▸ Page:
Critique | Livres

[Le livre de la semaine] Les Animaux, de Christian Kiefer

Christian Kiefer © Jessica Newham
Olivier Van Vaerenbergh
Olivier Van Vaerenbergh Journaliste livres & BD

POLAR | Le nouveau venu Christian Kiefer ouvre l’année avec Les Animaux, roman à la fois noir et glacé, américain et rural, où les bêtes ne sont pas celles que l’on croit.

« L’ours était là, stupéfiant par ses dimensions, créature de fourrure et de griffes -créature meurtrière, aussi, dans un monde pas si éloigné de celui-ci. (…) Un monde au creux de sa bulle, et toi qui t’agrippes à ses parois bien lisses comme à la sécurité d’une matrice irriguée de sang. Toi et les animaux. » Celui qui se parle ainsi à lui-même s’appelle Bill Reed. Bill dirige un refuge dans le nord de l’Idaho, lui-même au nord des États-Unis, au beau milieu des montagnes rocheuses, là où les traces de la civilisation se perdent elles aussi dans la neige. Bill recueille les animaux incapables de survivre face à la violence de la nature et parfois des hommes. Et Bill les soigne à s’en tuer, au mépris de bien des règles. Comme investi d’une mission. Ou en vue d’une rédemption. Il y a dans son refuge un ours aveugle, un loup revêche, un puma, des martres, des aigles, bêtes sauvages elles-mêmes entourées par les orignals, les araignées du désert, les souris à poche et les renards nains. Une nature à la fois hostile et prometteuse d’une vie nouvelle, que Bill espère construire avec Grace, la vétérinaire de la région.

Entrées de données extraites
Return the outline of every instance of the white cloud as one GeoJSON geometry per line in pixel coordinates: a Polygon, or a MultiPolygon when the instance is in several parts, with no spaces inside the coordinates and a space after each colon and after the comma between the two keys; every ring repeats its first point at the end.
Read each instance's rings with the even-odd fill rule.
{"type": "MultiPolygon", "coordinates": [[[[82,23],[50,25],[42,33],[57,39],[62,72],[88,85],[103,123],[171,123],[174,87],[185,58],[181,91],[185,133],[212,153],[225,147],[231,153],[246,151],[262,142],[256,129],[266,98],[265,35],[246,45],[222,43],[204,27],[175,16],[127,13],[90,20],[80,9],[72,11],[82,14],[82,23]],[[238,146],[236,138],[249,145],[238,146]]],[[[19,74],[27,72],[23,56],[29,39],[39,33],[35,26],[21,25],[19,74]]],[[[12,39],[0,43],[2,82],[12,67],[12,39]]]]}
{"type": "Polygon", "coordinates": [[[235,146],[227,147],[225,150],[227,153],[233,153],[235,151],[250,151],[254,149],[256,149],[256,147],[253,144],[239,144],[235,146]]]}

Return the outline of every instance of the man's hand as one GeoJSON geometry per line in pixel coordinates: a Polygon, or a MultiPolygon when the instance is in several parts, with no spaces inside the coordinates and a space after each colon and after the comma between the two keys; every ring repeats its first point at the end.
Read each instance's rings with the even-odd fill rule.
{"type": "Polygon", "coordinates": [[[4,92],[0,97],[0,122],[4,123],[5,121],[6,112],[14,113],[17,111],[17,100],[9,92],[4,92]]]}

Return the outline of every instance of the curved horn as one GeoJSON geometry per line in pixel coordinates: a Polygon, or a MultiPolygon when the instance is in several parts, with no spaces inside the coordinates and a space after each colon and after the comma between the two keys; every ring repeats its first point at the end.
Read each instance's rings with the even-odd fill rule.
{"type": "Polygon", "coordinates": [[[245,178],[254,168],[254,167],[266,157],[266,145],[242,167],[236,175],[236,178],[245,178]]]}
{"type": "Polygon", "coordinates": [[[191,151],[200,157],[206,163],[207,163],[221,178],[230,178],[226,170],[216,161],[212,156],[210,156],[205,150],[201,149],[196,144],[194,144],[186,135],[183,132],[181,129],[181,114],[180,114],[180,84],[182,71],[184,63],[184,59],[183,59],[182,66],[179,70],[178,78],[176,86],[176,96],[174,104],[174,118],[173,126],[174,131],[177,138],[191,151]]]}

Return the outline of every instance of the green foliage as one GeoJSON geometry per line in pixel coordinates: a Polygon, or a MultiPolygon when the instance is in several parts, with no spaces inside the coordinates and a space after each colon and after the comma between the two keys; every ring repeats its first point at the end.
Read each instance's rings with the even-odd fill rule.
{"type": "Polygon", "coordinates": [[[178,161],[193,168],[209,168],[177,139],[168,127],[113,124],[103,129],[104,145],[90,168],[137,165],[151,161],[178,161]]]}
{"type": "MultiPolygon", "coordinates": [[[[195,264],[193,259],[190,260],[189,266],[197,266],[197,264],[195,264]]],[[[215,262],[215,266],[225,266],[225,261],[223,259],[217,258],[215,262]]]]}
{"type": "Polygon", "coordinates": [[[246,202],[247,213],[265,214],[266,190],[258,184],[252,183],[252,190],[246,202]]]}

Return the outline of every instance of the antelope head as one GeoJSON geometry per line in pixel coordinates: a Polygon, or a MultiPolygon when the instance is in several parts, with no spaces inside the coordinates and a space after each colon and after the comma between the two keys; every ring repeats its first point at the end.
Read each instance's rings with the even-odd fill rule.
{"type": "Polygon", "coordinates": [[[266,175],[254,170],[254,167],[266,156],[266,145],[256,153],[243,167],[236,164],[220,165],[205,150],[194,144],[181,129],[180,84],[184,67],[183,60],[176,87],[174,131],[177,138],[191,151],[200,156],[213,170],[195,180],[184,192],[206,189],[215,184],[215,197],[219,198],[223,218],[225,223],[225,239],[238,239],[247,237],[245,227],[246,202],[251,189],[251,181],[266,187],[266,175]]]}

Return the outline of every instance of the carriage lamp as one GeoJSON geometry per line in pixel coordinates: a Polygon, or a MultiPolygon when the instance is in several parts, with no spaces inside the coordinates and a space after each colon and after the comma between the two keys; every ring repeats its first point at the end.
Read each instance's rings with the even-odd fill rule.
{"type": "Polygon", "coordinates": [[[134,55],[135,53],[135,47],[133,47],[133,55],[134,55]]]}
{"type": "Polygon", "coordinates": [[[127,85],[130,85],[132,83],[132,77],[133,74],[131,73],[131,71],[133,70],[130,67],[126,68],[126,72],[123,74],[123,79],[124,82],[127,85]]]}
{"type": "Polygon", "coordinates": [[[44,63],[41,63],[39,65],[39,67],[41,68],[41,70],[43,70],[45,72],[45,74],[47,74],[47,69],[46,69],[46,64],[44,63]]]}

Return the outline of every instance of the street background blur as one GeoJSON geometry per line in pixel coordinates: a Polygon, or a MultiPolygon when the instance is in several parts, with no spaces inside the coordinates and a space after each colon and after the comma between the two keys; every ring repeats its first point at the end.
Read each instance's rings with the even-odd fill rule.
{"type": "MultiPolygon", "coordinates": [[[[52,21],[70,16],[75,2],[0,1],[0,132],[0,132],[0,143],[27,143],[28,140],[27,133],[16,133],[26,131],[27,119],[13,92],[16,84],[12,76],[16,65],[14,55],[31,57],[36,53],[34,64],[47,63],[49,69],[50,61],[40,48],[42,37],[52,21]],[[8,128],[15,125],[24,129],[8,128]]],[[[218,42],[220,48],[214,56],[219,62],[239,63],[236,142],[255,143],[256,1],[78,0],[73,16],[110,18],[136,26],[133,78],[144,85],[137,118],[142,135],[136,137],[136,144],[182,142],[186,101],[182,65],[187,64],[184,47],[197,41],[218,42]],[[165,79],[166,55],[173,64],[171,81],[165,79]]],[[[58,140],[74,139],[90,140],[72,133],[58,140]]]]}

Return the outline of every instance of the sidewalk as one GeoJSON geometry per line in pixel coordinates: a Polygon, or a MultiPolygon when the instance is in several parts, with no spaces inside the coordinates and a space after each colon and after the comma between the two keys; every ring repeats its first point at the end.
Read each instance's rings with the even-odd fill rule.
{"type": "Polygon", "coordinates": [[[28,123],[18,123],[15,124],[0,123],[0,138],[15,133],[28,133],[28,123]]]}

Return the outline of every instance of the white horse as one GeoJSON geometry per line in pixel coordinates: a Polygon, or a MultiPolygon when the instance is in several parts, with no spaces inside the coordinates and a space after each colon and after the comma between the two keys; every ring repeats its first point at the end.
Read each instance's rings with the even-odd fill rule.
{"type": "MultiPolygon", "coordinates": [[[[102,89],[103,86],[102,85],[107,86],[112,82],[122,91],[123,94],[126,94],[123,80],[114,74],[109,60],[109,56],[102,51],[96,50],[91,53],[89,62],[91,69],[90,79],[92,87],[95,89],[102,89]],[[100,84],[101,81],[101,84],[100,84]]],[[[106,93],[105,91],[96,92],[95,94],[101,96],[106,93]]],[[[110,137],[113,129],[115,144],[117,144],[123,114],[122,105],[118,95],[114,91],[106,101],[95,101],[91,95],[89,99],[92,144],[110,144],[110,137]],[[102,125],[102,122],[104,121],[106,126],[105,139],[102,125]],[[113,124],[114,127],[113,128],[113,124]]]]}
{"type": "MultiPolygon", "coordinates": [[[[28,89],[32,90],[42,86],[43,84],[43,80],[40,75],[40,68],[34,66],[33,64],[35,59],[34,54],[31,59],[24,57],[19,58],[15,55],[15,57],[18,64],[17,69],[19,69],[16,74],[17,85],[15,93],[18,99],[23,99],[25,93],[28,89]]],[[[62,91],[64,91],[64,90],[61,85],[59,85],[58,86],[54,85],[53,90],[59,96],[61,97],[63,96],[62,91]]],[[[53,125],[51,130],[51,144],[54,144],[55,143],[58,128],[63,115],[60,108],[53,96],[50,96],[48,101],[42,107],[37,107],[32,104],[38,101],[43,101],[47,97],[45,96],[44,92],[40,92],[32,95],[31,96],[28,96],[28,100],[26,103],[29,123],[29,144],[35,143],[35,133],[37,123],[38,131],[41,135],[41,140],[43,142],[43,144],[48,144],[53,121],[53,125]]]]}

▸ Consigne 1: Résumez la critique en deux phrases.
▸ Consigne 2: Recopiez fidèlement le passage de la critique qui commence à « Christian Kiefer © » et se termine à « que l’on croit. ».

▸ Réponse 1: La critique présente Les Animaux, roman noir et glacé, américain et rural, du nouveau venu Christian Kiefer. Bill Reed y dirige, dans le nord de l'Idaho, un refuge où il soigne les animaux incapables de survivre face à la violence de la nature et parfois des hommes, et espère construire une vie nouvelle avec Grace, la vétérinaire de la région.

▸ Réponse 2:
Christian Kiefer © Jessica Newham
Olivier Van Vaerenbergh
Olivier Van Vaerenbergh Journaliste livres & BD

POLAR | Le nouveau venu Christian Kiefer ouvre l’année avec Les Animaux, roman à la fois noir et glacé, américain et rural, où les bêtes ne sont pas celles que l’on croit.